> Brief: Please recast the rows below as a two-column CSV headed request,answer, with one line per row: its text in one quoted field and its answer in the other, line breaks replaced by spaces.

>>>

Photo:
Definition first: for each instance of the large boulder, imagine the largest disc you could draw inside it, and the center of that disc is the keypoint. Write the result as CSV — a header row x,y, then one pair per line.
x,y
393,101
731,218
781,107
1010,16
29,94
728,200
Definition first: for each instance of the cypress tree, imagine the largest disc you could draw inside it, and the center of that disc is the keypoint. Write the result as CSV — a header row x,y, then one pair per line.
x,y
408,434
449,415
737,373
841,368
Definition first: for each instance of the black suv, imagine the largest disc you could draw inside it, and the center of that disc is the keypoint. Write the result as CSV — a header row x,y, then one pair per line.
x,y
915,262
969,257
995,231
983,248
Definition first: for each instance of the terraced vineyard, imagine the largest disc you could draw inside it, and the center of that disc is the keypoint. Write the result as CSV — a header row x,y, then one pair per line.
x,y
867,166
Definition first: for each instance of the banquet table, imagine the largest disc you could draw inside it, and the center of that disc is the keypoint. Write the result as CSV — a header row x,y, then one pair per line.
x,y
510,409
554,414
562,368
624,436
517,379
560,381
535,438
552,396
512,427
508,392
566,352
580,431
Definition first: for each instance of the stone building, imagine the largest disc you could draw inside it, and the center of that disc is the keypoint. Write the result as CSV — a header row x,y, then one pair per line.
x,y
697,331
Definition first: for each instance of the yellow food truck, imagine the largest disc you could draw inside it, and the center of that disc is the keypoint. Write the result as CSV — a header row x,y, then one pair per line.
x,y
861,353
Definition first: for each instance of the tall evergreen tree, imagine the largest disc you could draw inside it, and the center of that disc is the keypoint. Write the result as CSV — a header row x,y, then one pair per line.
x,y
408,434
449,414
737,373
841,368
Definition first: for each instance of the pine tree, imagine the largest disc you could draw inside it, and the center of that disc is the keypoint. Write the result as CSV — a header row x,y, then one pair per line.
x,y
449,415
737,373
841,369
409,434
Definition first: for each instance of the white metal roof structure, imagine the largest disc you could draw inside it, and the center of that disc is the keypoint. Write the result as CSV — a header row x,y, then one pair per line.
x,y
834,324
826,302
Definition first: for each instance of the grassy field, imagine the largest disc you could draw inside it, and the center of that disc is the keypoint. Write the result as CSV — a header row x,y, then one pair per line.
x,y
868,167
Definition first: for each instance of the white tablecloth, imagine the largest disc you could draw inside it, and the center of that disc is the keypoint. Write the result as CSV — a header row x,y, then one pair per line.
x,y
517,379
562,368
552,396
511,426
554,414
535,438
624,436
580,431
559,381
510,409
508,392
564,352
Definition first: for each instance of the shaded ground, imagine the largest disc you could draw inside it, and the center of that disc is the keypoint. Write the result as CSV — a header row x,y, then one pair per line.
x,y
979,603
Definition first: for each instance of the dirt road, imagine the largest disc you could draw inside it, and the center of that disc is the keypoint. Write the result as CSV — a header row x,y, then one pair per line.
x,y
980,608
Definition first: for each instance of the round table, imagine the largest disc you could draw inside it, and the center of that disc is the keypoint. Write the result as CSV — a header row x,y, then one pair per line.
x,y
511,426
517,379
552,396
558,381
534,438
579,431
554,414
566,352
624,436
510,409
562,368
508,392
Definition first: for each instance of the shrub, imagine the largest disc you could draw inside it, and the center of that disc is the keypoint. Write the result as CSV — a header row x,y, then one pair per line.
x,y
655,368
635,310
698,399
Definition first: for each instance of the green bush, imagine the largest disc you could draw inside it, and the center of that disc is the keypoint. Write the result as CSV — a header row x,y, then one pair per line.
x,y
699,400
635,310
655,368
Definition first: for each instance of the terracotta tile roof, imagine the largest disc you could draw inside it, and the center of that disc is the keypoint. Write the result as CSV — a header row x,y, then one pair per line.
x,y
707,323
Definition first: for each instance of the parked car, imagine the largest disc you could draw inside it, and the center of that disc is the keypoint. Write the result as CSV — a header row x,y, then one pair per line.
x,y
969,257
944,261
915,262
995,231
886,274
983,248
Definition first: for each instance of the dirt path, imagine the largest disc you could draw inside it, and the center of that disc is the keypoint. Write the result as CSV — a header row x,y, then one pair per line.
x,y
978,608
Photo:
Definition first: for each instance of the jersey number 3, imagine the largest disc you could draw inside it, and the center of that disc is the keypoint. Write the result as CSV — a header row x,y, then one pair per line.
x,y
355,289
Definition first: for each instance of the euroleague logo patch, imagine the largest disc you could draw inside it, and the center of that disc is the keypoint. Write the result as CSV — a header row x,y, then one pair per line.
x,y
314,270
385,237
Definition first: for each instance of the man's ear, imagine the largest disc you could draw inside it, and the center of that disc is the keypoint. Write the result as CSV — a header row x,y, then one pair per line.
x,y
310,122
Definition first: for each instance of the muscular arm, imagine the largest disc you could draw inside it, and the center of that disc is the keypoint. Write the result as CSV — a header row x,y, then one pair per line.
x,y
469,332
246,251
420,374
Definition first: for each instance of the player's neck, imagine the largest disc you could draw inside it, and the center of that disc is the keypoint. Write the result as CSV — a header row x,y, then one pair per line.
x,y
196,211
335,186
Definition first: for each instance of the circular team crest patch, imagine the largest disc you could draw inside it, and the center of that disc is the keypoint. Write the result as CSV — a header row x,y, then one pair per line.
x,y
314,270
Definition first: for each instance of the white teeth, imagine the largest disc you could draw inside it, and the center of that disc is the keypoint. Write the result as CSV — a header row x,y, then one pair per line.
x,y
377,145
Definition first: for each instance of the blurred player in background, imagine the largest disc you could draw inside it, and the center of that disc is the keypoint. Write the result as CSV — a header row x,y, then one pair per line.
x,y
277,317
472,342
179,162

<<<

> Result of this exercise:
request,answer
"Photo: Definition first: for each instance of the large boulder, imagine the largest disc you could draw inside it, and the center of that disc is the keypoint. Write the result as CSV — a header row x,y, then one pair per line.","x,y 393,101 731,218 781,107 1010,16 29,94 728,200"
"Definition first: for each instance of the cypress tree, imagine the largest disc you could draw inside it, and the center of that disc is the keypoint. Write the result as CSV — a header row x,y, then one pair per line.","x,y 408,434 449,415 737,373 841,368"
"Definition first: for each instance of the black suv, imagine the largest disc you could draw inside it, and the center of that disc is the keypoint. Write the result as CSV — a header row x,y, then one pair per line.","x,y 915,262 969,257 995,231 983,248"
"Definition first: for each instance of the terraced vineyard, imagine the largest disc you could draw inside it, and the center of that disc is the keypoint. Write the result as CSV — a header row x,y, then one pair per line.","x,y 867,166"
"Definition first: for each instance of the banquet table, imagine the largest disc you could draw inside it, and the center of that disc is the keypoint. Write the result as CSV — a header row x,y, then one pair per line.","x,y 510,409 554,414 562,368 624,436 517,379 560,381 535,438 552,396 512,427 508,392 566,352 580,431"
"Definition first: for each instance of the stone building, imagine the largest disc you could draw inside it, and the center of that disc is the keypoint. Write the result as CSV — a header row x,y, then one pair per line.","x,y 697,331"
"Definition first: for each instance of the yellow food truck, imagine the largest disc you could draw inside it, and the center of that disc is the keypoint. Write the result as CSV — a header row x,y, then one pair per line.","x,y 861,353"
"Definition first: for each instance of the tall evergreen tree, imagine the largest disc you could draw inside it, and the center of that disc is the keypoint. Write the result as CSV — a header row x,y, then one pair per line.","x,y 408,434 449,414 737,373 841,368"
"Definition first: for each instance of the pine tree, imagine the largest disc you could draw inside it, and the center of that disc is the keypoint. Write the result as CSV — a header row x,y, then one pair per line.","x,y 449,415 737,373 841,369 409,434"
"Definition first: for each instance of the white metal roof structure, imagine the largest disc you could draw inside it, and the center of that disc is the keypoint. Write the result as CSV — a header row x,y, then one pair per line.","x,y 834,324 826,302"
"Definition first: for each instance of the grassy field, imagine the largest disc you could draw inside it, and the center of that disc is the keypoint. Write the result as CSV — a header row x,y, then one pair per line.","x,y 868,167"
"Definition first: for each instance of the white tablecloth, imagine the largest disc you could draw inside it, and the center of that disc is the keypoint. Write the result as CSV — a header row x,y, then one pair per line.","x,y 517,379 562,368 552,396 511,426 554,414 535,438 624,436 580,431 559,381 510,409 508,392 564,352"
"Definition first: for each instance of the shaded ground, imagine the largest disc you could draw inside it, and the center of that disc is the keypoint. Write the result as CSV — a header row x,y, then one pair per line.","x,y 979,603"
"Definition first: for each instance of the dirt road, imagine the largest disc you could draw inside it, and the center of that disc is the keypoint. Write the result as CSV — a header row x,y, then one pair per line.","x,y 980,608"
"Definition first: for each instance of the round table, imagine the largest disc you could draw inside it, and the center of that disc is the keypoint. Write the result as CSV — a header row x,y, then one pair per line.","x,y 511,426 517,379 552,396 558,381 534,438 579,431 554,414 566,352 624,436 510,409 562,368 508,392"
"Definition first: for each instance of the shrub, imagine the largest disc you could draw inside it, and the center of that disc is the keypoint. Write the result as CSV — a header row x,y, then one pair per line.","x,y 655,368 635,310 698,399"
"Definition first: for each instance of the green bush, imagine the largest disc you could draw inside it, and the center of that disc is the keypoint. Write the result as CSV — a header row x,y, then one pair per line.","x,y 699,400 635,310 655,368"
"Definition first: for each instance of the terracotta tile roof, imagine the largest disc you could draw inside it, and the center of that disc is the keypoint. Write the result as CSV — a header row x,y, then one pair per line.","x,y 707,323"
"Definition first: for each instance of the parked car, imagine the largest disc you could draw inside it, and the center of that disc is the keypoint. Write the result as CSV — a header row x,y, then one pair per line.","x,y 969,257 944,261 915,262 995,231 886,274 983,248"
"Definition first: for each instance of the dirt path, imagine the largest disc you could draw inside it, and the center of that disc is the keypoint. Write the result as CSV — a header row x,y, then one pair per line.","x,y 978,608"
"Photo: Definition first: for each instance of the jersey number 3, imagine the largest disc you could draw inside it, and the center of that disc is the keypoint. Write the result as CSV — a header row x,y, then one pair per line.","x,y 355,289"
"Definition first: for each instance of the euroleague logo patch, imagine the largest disc you could draw inside it, and the center of that disc is the keypoint. Write the result as CSV — a header row x,y, then one pair per line.","x,y 314,270 385,237"
"Definition first: for each instance of the man's ear, imagine the largest disc you could draw inside it, and the center of that disc is the keypoint. Write the result as CSV — a header row x,y, then one pair per line.","x,y 310,122"
"Definition first: for each instance of the muscular arm, imagine the largest disc you could draw inside it, and the center of that disc is the keypoint. Write the result as CSV — a header row x,y, then one pair per line.","x,y 469,332 246,251 420,374"
"Definition first: for each instance of the player's neck, imagine the largest disc you could draw inside it, and the center of that disc is the keypoint. Write the result as CSV — a header row x,y, then one pair per line.","x,y 196,211 335,186"
"Definition first: for each instance of the circular team crest patch, imagine the largest disc you could draw inside it, and the center of that disc is the keypoint. Write the result as CSV — a header row x,y, then one pair per line.","x,y 314,270"
"Definition first: for each instance of the white teeth, imagine the largest disc you could draw inside it, and the center of that disc is the keypoint. Write the result as CSV — a header row x,y, then one pair per line.","x,y 377,145"
"Definition first: for each instance of the blurred player in background, imagine the largest disc you could draw inside it, and the center of that disc is the keypoint. Write the result as CSV — a header row x,y, then one pair per line.","x,y 277,317 472,342 179,162"